_TEXT BLOCK_
-=-=-
While data is being transferred it is invoked frequently, and during slow periods like when nothing is being transferred it can slow down to about one call per second.

In that same vein, it's actually been deprecated as of 7.32.0, but I'm not sure which version this project actually gets linked against. Although, we all know curl never really kills features, so it's maybe a moot point. 😅 The docs for the "new" CURLOPT_XFERINFOFUNCTION are just copy/pasted from CURLOPT_PROGRESSFUNCTION anyways, so it likely is subject to the same problem.

Perhaps also exposing CURLOPT_TIMEOUT and the like would still help in conjunction to at least avoid running to infinity, which I believe is the worst-case scenario a user would want to avoid.

balamurugana commented 7 months ago

@Demonslay335 Firstly I would need to know the exact problem by investigating Debug output. The issue you are facing is mostly unrelated to the timeout.

adahiro commented 7 months ago

@Demonslay335 Firstly I would need to know the exact problem by investigating output. The issue you are facing is mostly unrelated to the timeout.Debug

This issue is relatively easy to reproduce:

Write a client test case code, set the server address and related parameters. Here we only write something related to the problem, for example: args.progressfunc = [](minio::http::ProgressFunctionArgs args) -> bool{// print something } minio::s3::UploadObjectResponse resp = client.UploadObject(args);

Start the minio server and run the above code; the file uploads successfully.

Shut down the minio server or disable the network on the machine where the client code is running (for example, by unplugging the network cable to simulate an unstable network situation). The program will be perpetually blocked at the line “client.UploadObject(args)”, and args.progressfunc will not be called, resulting in no output.

In actual tests, “args.progressfunc” is only called when the client successfully connects to the minio server.
-=-=-
_DATA SECTION_
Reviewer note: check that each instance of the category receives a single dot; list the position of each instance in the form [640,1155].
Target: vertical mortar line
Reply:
-=-=-
_EXERCISE INSTRUCTIONS_
A - Can you retype the minio upload discussion word for word, starting with "Write a client" and going on through "file uploads successfully."?
B - Can you carry the minio upload discussion forward from its final sentence?

_PER-TASK OUTPUTS_
A -
Write a client test case code, set the server address and related parameters. Here we only write something related to the problem, for example: args.progressfunc = [](minio::http::ProgressFunctionArgs args) -> bool{// print something } minio::s3::UploadObjectResponse resp = client.UploadObject(args);

Start the minio server and run the above code; the file uploads successfully.

B -
In real-world network environments, especially with multiple clients, I cannot guarantee that my network will always be healthy. If there is a network anomaly during file upload and it is not possible to connect to the minio server, client.UploadObject(args); and other code will block my thread and will not return any information, leaving me no way to correct the issue. The client's business will become inoperable unless I restart the process.

adahiro commented 7 months ago

Additionally, I have observed that only a limited number of methods, such as "get_object", "put_object", "upload_object", and so on, support "args.progressfunc". Methods like "list_buckets" may still cause thread blocking. My understanding is that args.progressfunc is designed to track upload and download progress. Currently, minio-cpp does not offer a way to handle network exceptions, which means using minio-cpp assumes that the network and the minio server are always 100% operational. Unlike minio-cpp, minio-go and minio-java can detect when the network is down or the server is not running, and they do not block under such circumstances.

balamurugana commented 7 months ago

I tried to reproduce the issue but minio-cpp worked as expected

#include <miniocpp/client.h>

int main() {
  // Create S3 base URL.
  minio::s3::BaseUrl base_url("192.168.124.140:9000");
  base_url.https = false;

  // Create credential provider.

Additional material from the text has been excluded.